> [TASK GOAL] Copy out all lines in the data below containing the string "cardigan".

Region pointing data
════════════════

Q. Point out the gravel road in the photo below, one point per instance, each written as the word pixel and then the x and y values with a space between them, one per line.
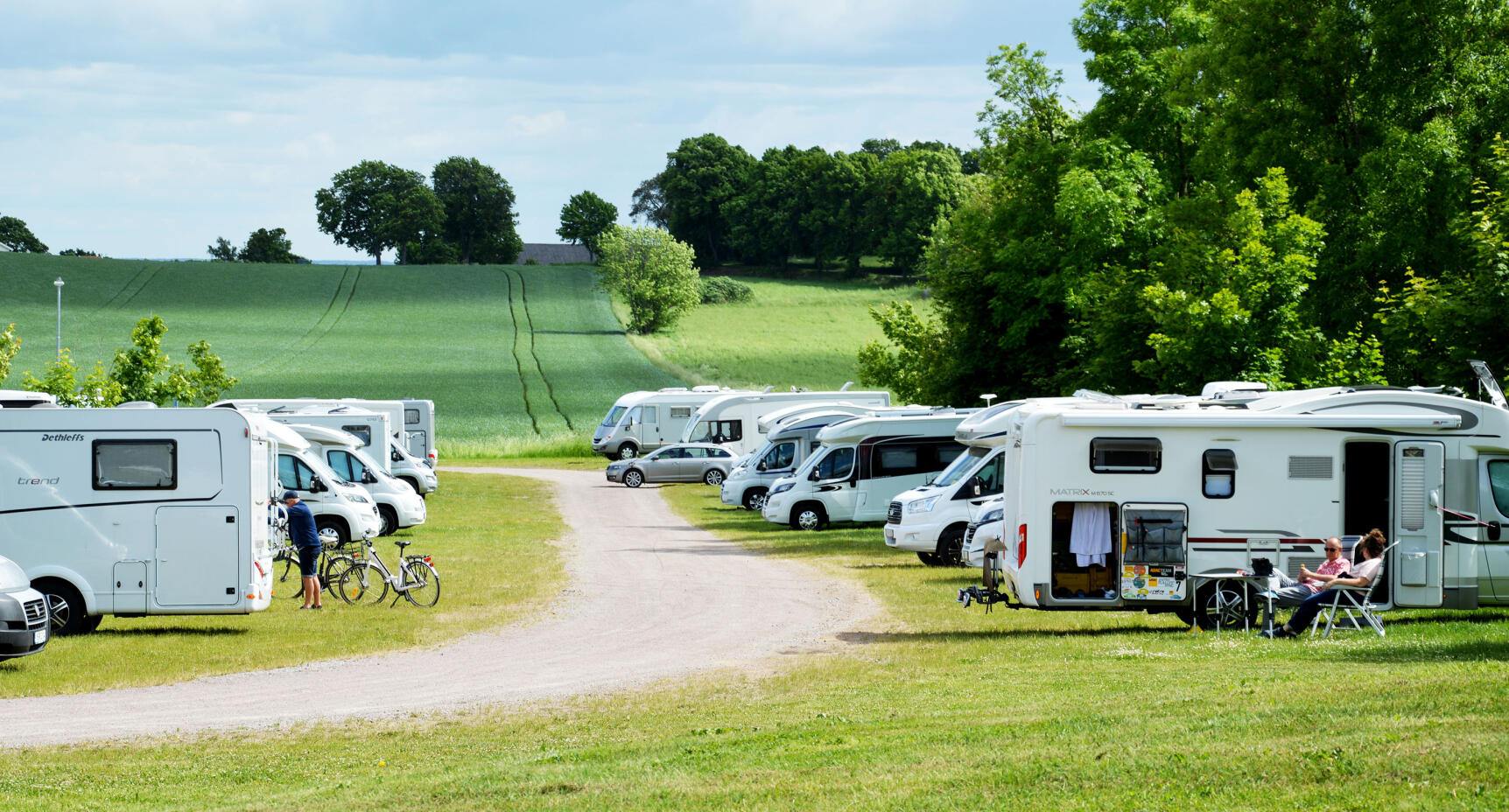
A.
pixel 649 598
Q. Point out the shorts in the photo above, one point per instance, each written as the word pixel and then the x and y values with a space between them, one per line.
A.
pixel 308 562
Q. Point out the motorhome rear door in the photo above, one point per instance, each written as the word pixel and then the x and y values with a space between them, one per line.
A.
pixel 1414 570
pixel 198 557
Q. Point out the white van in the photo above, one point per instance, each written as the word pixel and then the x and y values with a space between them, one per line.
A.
pixel 397 504
pixel 642 422
pixel 788 443
pixel 341 510
pixel 733 420
pixel 137 510
pixel 931 520
pixel 862 466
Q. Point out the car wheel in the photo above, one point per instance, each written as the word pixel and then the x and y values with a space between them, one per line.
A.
pixel 754 499
pixel 808 516
pixel 65 607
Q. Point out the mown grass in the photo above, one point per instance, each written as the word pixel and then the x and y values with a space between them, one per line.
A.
pixel 794 332
pixel 927 708
pixel 519 360
pixel 491 542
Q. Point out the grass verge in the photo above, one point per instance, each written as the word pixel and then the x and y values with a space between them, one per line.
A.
pixel 939 708
pixel 475 522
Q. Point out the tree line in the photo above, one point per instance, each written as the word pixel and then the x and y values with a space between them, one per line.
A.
pixel 880 200
pixel 1300 193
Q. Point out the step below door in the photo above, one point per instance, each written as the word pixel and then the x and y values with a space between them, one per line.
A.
pixel 198 557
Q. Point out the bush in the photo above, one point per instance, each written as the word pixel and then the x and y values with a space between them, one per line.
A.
pixel 721 290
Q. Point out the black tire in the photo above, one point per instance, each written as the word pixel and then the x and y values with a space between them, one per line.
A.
pixel 65 606
pixel 809 516
pixel 754 499
pixel 390 520
pixel 333 532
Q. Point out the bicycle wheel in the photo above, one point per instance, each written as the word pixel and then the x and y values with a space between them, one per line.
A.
pixel 425 584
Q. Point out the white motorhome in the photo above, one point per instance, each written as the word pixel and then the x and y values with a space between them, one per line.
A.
pixel 397 504
pixel 642 422
pixel 135 510
pixel 341 510
pixel 733 420
pixel 788 441
pixel 931 520
pixel 1121 503
pixel 862 466
pixel 402 462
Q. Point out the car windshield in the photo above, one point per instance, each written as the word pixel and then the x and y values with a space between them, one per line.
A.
pixel 962 466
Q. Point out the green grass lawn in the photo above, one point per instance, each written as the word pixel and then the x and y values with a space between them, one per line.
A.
pixel 931 708
pixel 518 358
pixel 794 332
pixel 475 522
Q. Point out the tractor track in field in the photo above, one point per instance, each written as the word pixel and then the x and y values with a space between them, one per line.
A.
pixel 550 389
pixel 518 362
pixel 650 598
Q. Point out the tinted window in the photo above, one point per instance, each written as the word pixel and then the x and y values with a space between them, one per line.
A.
pixel 135 464
pixel 836 466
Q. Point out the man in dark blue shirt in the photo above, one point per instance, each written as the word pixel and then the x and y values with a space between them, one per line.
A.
pixel 306 537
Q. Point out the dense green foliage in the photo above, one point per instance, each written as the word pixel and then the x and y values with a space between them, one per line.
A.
pixel 1300 193
pixel 518 360
pixel 652 272
pixel 586 218
pixel 16 235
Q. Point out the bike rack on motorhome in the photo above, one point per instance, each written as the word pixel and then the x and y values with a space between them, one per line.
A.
pixel 1121 503
pixel 139 510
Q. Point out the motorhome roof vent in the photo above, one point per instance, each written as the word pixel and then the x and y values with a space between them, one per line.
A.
pixel 1310 468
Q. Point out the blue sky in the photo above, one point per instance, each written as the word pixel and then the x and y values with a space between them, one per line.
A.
pixel 148 129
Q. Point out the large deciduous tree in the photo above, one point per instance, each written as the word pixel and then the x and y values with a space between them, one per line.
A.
pixel 586 218
pixel 479 214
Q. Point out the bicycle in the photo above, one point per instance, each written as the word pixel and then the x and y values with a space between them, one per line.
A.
pixel 370 578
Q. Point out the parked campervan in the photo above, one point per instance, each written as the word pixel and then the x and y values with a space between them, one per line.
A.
pixel 1123 503
pixel 862 466
pixel 733 420
pixel 397 504
pixel 341 510
pixel 139 510
pixel 931 520
pixel 788 443
pixel 642 422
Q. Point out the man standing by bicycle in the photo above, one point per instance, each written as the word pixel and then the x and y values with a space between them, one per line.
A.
pixel 304 536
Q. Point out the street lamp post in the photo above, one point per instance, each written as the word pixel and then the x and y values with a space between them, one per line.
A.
pixel 60 285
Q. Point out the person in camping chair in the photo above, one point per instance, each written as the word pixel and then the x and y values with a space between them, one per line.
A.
pixel 1290 591
pixel 1357 576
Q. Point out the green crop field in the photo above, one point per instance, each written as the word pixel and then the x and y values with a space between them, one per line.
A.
pixel 518 358
pixel 935 708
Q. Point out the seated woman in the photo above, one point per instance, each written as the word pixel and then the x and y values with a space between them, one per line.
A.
pixel 1357 576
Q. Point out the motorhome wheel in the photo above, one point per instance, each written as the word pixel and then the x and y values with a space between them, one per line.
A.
pixel 754 499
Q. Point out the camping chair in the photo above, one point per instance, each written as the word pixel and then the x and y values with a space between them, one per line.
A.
pixel 1354 599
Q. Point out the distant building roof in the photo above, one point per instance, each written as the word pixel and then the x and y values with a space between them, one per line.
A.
pixel 548 254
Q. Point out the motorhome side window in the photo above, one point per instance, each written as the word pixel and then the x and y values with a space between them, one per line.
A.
pixel 1126 455
pixel 135 466
pixel 836 466
pixel 1218 472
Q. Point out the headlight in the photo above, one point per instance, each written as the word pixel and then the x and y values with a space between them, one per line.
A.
pixel 921 506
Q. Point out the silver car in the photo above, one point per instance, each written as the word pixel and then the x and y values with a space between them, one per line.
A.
pixel 689 462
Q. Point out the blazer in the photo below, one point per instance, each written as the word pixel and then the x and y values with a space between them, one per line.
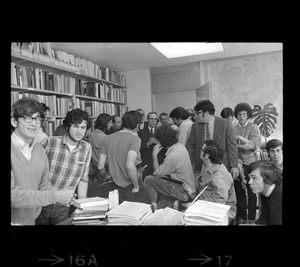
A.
pixel 223 134
pixel 146 152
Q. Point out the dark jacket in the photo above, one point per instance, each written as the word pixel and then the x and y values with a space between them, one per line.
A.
pixel 223 135
pixel 146 152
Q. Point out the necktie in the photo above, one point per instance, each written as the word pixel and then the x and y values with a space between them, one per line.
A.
pixel 207 131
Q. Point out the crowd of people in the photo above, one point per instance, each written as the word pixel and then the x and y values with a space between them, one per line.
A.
pixel 164 160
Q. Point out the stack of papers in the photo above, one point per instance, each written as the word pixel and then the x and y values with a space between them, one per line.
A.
pixel 129 213
pixel 204 212
pixel 166 216
pixel 92 210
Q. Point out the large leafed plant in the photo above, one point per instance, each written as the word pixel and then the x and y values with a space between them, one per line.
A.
pixel 265 119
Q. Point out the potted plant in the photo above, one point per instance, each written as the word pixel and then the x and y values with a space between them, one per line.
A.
pixel 265 119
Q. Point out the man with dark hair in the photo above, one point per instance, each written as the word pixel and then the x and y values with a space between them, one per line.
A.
pixel 227 113
pixel 266 180
pixel 180 117
pixel 116 124
pixel 148 141
pixel 248 143
pixel 122 149
pixel 69 160
pixel 214 174
pixel 274 149
pixel 41 135
pixel 30 185
pixel 174 177
pixel 210 126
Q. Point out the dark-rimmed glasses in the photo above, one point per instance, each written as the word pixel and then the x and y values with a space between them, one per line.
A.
pixel 30 119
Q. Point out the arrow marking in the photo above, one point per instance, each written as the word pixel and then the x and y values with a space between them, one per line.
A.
pixel 205 259
pixel 55 261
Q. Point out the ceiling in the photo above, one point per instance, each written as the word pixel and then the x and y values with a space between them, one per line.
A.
pixel 137 56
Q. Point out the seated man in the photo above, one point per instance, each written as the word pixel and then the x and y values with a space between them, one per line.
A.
pixel 214 174
pixel 122 149
pixel 266 180
pixel 174 177
pixel 274 149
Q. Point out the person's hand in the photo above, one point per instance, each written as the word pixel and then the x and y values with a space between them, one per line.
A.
pixel 156 149
pixel 135 190
pixel 64 197
pixel 140 171
pixel 234 172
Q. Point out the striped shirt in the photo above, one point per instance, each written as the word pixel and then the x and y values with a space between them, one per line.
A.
pixel 67 168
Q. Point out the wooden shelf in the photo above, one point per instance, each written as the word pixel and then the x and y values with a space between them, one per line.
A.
pixel 53 68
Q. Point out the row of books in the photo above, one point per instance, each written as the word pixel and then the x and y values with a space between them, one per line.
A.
pixel 43 52
pixel 44 80
pixel 105 91
pixel 94 108
pixel 59 106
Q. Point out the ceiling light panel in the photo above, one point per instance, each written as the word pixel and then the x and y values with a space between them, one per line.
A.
pixel 173 50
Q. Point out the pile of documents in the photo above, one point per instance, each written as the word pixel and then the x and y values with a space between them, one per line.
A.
pixel 166 216
pixel 90 211
pixel 129 213
pixel 203 212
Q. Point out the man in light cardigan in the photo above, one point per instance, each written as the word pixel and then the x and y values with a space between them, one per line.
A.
pixel 30 185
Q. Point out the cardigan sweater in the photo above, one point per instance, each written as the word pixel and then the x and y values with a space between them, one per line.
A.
pixel 30 185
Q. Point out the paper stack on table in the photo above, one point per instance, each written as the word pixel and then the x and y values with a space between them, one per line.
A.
pixel 203 212
pixel 90 210
pixel 129 213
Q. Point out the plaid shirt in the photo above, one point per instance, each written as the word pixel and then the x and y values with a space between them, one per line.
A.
pixel 67 168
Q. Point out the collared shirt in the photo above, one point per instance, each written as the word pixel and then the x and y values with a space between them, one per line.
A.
pixel 177 164
pixel 23 146
pixel 211 127
pixel 220 186
pixel 67 168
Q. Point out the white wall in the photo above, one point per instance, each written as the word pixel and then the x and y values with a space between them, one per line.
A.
pixel 138 90
pixel 166 102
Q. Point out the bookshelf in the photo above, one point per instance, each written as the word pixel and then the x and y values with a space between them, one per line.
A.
pixel 63 82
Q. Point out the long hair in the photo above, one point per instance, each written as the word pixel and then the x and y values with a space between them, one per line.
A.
pixel 101 122
pixel 271 173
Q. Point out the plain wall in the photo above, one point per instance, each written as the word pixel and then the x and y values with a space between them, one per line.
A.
pixel 138 85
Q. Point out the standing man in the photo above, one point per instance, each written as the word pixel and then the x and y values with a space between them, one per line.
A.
pixel 210 126
pixel 148 141
pixel 274 149
pixel 41 135
pixel 69 160
pixel 180 117
pixel 30 185
pixel 116 124
pixel 214 174
pixel 174 177
pixel 122 149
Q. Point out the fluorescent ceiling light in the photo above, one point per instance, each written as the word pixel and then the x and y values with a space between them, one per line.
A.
pixel 172 50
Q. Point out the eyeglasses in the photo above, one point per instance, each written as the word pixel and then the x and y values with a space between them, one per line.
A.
pixel 29 119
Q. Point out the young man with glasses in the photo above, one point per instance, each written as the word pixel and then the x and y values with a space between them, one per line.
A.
pixel 148 141
pixel 69 159
pixel 219 129
pixel 30 185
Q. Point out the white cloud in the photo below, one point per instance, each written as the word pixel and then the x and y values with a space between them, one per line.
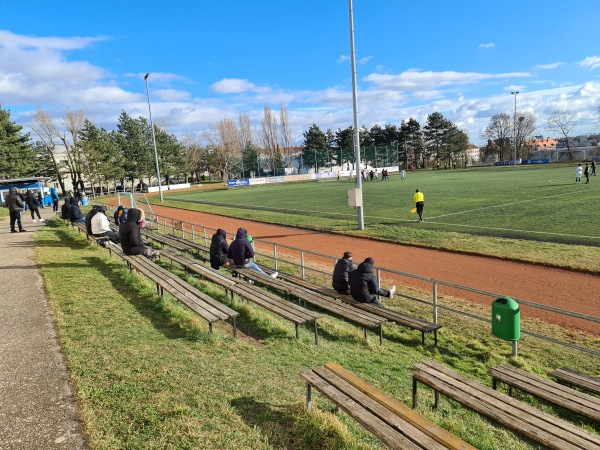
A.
pixel 593 62
pixel 555 65
pixel 232 86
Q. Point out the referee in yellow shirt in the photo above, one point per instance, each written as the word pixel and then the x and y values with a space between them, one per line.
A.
pixel 419 199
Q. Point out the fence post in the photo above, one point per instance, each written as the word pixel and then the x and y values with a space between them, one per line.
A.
pixel 435 302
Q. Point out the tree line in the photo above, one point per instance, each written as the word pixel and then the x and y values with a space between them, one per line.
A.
pixel 439 141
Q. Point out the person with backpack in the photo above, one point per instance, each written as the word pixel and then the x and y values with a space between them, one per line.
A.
pixel 31 200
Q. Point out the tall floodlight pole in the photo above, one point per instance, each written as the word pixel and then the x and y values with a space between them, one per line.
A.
pixel 515 128
pixel 153 138
pixel 361 219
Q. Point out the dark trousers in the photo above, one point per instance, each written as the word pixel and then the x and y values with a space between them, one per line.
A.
pixel 15 216
pixel 419 206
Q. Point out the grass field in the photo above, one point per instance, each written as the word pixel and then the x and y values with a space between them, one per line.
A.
pixel 148 375
pixel 535 213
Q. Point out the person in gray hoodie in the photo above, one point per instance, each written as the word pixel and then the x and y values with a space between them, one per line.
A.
pixel 15 206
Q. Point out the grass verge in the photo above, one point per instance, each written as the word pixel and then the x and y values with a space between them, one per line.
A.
pixel 148 375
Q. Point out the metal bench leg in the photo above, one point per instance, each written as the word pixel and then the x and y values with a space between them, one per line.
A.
pixel 414 392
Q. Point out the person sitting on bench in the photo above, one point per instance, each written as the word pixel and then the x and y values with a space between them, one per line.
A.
pixel 364 286
pixel 218 249
pixel 241 252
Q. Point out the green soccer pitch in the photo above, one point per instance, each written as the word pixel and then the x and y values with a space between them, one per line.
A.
pixel 538 202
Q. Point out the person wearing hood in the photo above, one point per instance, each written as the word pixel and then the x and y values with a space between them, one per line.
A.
pixel 75 214
pixel 218 249
pixel 64 209
pixel 55 199
pixel 120 215
pixel 241 252
pixel 364 286
pixel 15 205
pixel 130 236
pixel 31 200
pixel 101 227
pixel 341 274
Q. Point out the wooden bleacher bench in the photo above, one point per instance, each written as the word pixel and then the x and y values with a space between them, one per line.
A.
pixel 412 322
pixel 277 305
pixel 518 416
pixel 165 240
pixel 577 379
pixel 550 391
pixel 321 301
pixel 391 421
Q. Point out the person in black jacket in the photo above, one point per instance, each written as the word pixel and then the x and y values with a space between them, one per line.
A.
pixel 218 249
pixel 341 274
pixel 241 252
pixel 364 286
pixel 15 205
pixel 130 236
pixel 31 200
pixel 75 214
pixel 64 209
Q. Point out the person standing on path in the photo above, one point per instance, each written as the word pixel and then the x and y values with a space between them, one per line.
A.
pixel 419 200
pixel 31 200
pixel 15 206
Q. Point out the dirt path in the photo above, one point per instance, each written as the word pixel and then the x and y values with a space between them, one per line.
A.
pixel 549 286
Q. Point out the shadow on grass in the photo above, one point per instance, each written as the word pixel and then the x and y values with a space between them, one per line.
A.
pixel 274 421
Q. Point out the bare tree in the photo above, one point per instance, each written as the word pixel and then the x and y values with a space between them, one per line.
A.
pixel 286 134
pixel 526 125
pixel 560 121
pixel 269 132
pixel 499 132
pixel 44 128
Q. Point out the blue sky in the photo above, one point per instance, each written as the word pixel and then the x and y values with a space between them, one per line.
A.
pixel 213 60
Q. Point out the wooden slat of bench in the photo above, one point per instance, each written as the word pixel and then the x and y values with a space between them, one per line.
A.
pixel 548 390
pixel 440 435
pixel 371 422
pixel 277 305
pixel 551 431
pixel 574 378
pixel 201 269
pixel 211 305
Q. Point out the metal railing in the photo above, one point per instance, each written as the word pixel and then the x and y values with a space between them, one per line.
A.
pixel 310 271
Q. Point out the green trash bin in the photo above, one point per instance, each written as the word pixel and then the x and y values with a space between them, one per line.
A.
pixel 506 319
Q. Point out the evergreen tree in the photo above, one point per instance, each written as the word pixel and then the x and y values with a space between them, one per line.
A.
pixel 17 158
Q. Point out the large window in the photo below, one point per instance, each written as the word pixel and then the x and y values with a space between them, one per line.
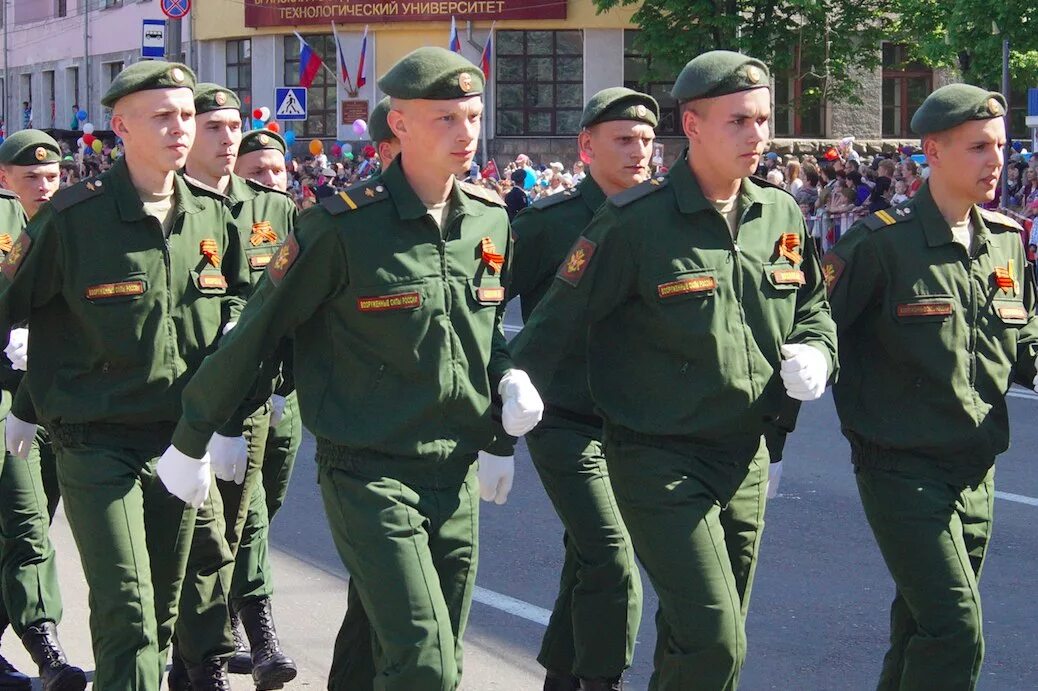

════════════════

> [FINAL ANSWER]
Q. Point out the man in light cardigan in the photo above, one point per instance, each written as the word pixel and then the x and y values with a space between them, one per line.
Q. Point out the cardigan sweater in the photo above, one point per instance, each written as the word pixel and then the x and y values with a space between them, one per line.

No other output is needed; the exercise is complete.